Selection.
As required by the Companies (Auditors Report) Order, 2003 as amended
by the Companies (Auditors Report) (Amendment) Order, 2004 issued by
the Central Government of India in terms of sub-section (4A) of section
227 of the Companies Act, 1956, we enclose in the Annexure, a statement
on the matters specified in paragraphs 4 and 5 of the said Order.
Further to our comments in the Annexure referred to above, we report
that:
1. We have obtained all the information and explanations, which to the
best of our knowledge and belief were necessary for the purposes of our
audit;
2. In our opinion, subject to our observations made in para 6 below
proper books of account as required by law have been kept by the
company so far as appears from our examination of those books;
3. The Balance Sheet, Profit and Loss Account and Cash Flow Statement
dealt with by this report are in agreement with the books of account;
4. In our opinion, the Balance Sheet, Profit and Loss Account and Cash
Flow Statement dealt with by this report comply with the accounting
standards referred to in sub-section (3C) of section 211 of the
Companies Act, 1956 except for AS-28 relating to the "Impairment of
Assets" prescribed by The Institute of Chartered Accountants of India,
refer note no. 9 of schedule 15B and subject to our observation
mentioned in para 6 below.
5. In view of default in repayment of fixed deposits and interest
thereon, all the directors of the company are disqualified as on 31st
March, 2010 from being appointed as directors in other public companies
in terms of clause (g) subsection (1) of section 274 of The Companies
Act, 1956.
6. In our opinion and to the best of our information and according to
the explanations given to us, the said accounts subject to,
a) (i) Note No. 10 in Schedule 15B regarding cancellation of
certificate of registration of the company to carry out non-banking
financial activities by Reserve Bank of India (RBI) vide its order
dated 31st March 2005, against which the company has preferred an
appeal before the Appellate Authority for Non-Banking Finance Company
(NBFC), Joint Secretary, Ministry of Finance, Govt, of India, New Delhi
which is pending.

Information supplied.
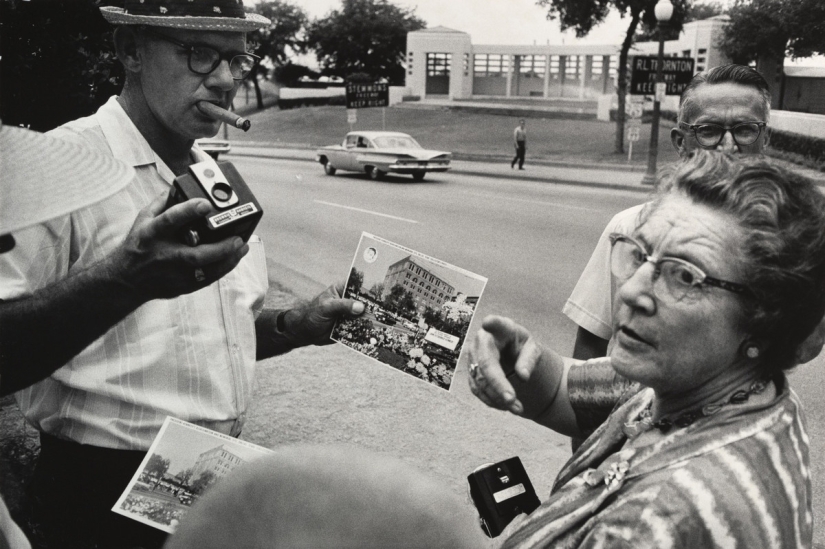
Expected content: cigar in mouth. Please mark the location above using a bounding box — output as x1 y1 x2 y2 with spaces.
196 101 252 131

The problem. Please state which accounting standard the auditor's report names as an exception to the statements' compliance with the standards in sub-section (3C) of section 211.

Task solution. AS-28, relating to the "Impairment of Assets," prescribed by The Institute of Chartered Accountants of India.